## Description of the task
Please retype every entry, keeping each one exactly as written.

Data supplied section start

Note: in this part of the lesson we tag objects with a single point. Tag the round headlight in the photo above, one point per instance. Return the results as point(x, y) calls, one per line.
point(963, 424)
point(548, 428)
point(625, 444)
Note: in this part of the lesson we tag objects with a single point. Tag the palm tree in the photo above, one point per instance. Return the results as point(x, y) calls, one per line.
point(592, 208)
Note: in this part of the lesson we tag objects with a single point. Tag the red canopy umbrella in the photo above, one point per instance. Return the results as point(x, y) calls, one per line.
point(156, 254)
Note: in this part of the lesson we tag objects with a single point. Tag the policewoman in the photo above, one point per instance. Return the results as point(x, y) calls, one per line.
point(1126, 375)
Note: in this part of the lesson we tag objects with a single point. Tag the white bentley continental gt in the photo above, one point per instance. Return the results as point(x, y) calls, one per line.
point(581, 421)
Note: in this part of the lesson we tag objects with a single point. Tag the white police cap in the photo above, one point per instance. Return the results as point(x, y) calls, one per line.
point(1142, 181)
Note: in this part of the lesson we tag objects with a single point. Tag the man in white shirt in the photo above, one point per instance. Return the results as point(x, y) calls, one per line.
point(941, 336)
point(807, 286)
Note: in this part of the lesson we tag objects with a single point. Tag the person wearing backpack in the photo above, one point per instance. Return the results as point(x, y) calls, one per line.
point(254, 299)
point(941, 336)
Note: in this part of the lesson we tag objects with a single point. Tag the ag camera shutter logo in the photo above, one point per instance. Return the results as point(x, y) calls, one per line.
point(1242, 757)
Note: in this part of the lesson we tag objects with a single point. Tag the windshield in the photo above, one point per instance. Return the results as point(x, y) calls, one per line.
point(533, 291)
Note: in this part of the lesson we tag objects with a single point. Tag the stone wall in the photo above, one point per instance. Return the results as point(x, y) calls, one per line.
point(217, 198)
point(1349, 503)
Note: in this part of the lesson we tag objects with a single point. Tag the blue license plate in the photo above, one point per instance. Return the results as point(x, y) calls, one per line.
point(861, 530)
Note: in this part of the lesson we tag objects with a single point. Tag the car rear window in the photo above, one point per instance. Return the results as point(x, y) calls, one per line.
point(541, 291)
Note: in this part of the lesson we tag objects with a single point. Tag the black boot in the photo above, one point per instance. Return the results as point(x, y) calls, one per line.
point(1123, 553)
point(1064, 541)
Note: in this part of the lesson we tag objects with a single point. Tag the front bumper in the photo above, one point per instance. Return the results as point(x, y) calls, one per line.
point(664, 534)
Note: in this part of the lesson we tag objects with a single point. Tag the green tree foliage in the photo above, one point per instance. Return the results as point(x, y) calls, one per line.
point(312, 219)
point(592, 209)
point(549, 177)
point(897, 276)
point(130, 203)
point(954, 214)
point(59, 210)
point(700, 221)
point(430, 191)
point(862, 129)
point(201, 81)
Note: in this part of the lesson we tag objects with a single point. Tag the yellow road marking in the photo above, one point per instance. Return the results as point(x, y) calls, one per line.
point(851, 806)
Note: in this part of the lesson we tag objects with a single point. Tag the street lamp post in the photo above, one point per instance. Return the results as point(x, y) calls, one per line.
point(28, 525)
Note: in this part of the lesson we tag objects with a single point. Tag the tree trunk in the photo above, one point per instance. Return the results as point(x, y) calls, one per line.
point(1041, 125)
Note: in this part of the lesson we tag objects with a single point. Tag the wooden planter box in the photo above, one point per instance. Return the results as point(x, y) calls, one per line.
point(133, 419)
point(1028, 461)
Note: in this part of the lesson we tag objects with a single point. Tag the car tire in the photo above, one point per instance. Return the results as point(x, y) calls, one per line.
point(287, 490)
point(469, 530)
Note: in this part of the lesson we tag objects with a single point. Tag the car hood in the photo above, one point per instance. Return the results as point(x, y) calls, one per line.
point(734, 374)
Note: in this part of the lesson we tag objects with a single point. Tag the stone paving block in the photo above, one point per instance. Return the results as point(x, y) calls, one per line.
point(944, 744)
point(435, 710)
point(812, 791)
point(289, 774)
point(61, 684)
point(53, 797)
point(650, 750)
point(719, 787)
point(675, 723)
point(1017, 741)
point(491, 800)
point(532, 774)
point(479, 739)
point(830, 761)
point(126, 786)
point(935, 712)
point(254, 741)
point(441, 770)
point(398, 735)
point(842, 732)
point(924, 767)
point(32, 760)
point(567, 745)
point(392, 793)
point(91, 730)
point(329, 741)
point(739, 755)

Data supplied section end

## Solution for this task
Note: in this part of the lesson we tag objects with a single point. Tag the round headlight in the photo above, one point per instance. Return the results as point(x, y) calls, one per line.
point(963, 424)
point(548, 428)
point(625, 444)
Note: in this part of the lesson we tag objects with a single point. Tag the palm tree in the photo above, one point per instance. Return the results as point(x, y) calls, one per line.
point(592, 208)
Note: in this part of the lesson we tag objects with a single point. Tag the red canopy umbrella in the photo above, one point per instance. Return the results as point(x, y) calls, one per line.
point(156, 254)
Note: in this part of the lesson we tag objects with a single point. Tag the policewoman in the photo above, one point per instance. Return the results as point(x, y) calls, one per line.
point(1126, 375)
Note: in this part of the lesson we tag objects with a single point. Tag the white bentley continental gt in the photo above, one point per instance. Return the results as point(x, y) calls, one per line.
point(581, 421)
Note: in this part of the lesson we tag objects with a single point. Tag the white police cap in the photo above, one point per instance. Return the results as point(x, y) calls, one per line.
point(1142, 181)
Note: in this part of the lesson we tag objects with a single point. Tag the man in white shirt in the photo above, one point per instance. Return the results as point(x, y) calls, one per line.
point(941, 336)
point(807, 286)
Note: in this part of the lesson we tag objects with a single point. Tag the person wearing backpack in the photo above, one point per instance. Return the results as point(x, y) calls, one per line.
point(254, 299)
point(941, 336)
Note: in this part of the lesson we tag objects with a single point. Tag the ag camera shutter logo in the photo above, one point per instance. Return the results as point(x, y) calls, one per line.
point(1242, 757)
Note: in this part of the lesson we tag objects with a single point. Tag the windshield in the photo above, one point per instance. Return the results as point(x, y) calls, one per line.
point(533, 291)
Note: in this part of the lesson we tag objects with a single point. Tag the stone wall in the photo above, one point per instance. Return the results as point(x, y) calls, one per line.
point(217, 198)
point(1349, 503)
Note: in this part of the lesson we tag objects with a single point. Tag the blue license plate in the photo above, one point per instance. Return the results as point(x, y) calls, one per line.
point(861, 530)
Note: in this part of the lesson we tag objects with a single point. Tag the car rear window in the photo above, one point per instance. Return the results as point(x, y) calls, one per line.
point(541, 291)
Note: in this part of the lesson we tag objects with a single point. Tag the black boot in the photo above, one point per instance. Return the results as point(x, y) calls, one per line.
point(1123, 553)
point(1064, 541)
Note: in this part of the lesson we tag objects with a single point. Tag the front bumper in the photo above, one point per instance. Return the results as point(x, y) calls, one per line.
point(664, 534)
Note: in this part of the lesson we tag objects with a single point. Tag the green tree foliage in the photo above, one point per instance. Return the results as point(x, y) calls, one per line.
point(312, 219)
point(592, 209)
point(549, 177)
point(897, 276)
point(130, 203)
point(954, 214)
point(59, 210)
point(700, 221)
point(430, 191)
point(862, 129)
point(201, 81)
Note: in this part of the lesson we tag objects with a single point. Tag the yellow road marking in the photo above, one point per instance. Return the results as point(x, y) calls, one per line.
point(851, 806)
Note: in this part of the lesson we tag objects with a single point. Tag the street lamp post in the photo above, one point per instance. Return the results as point(x, y) calls, one per line.
point(28, 525)
Note: in this part of the lesson we tag objects with a single point. Tag the tree trunk in the photo above, one point per instance. Return the results as point(x, y) calls, one per line.
point(1041, 125)
Note: in this part of the lesson we tag objects with a single point. Tag the wooden planter box in the photo above, one point per instance. Return the results as point(x, y) calls, one per line.
point(133, 419)
point(1028, 461)
Note: in this part of the lesson we tag objects with a single point. Tag the car tire in the photo above, one point per instance. Return the results as point(x, y) calls, one per line.
point(287, 490)
point(469, 530)
Note: in this part of the lesson we tag objects with a single point. Tag the car hood in the photo above, one point per instance. Return the results as point(x, y) calls, one per line.
point(734, 374)
Note: in this part of the lesson we tag objects with a single point. Tag the stone paving block in the photo above, one point per instance. Return the results as point(x, y) calls, one per line.
point(944, 744)
point(435, 710)
point(812, 791)
point(289, 774)
point(61, 684)
point(53, 797)
point(650, 750)
point(719, 787)
point(675, 723)
point(1017, 741)
point(491, 800)
point(532, 774)
point(479, 739)
point(830, 761)
point(126, 786)
point(935, 712)
point(254, 741)
point(441, 770)
point(398, 735)
point(842, 732)
point(924, 767)
point(32, 760)
point(567, 745)
point(392, 793)
point(91, 730)
point(329, 741)
point(739, 755)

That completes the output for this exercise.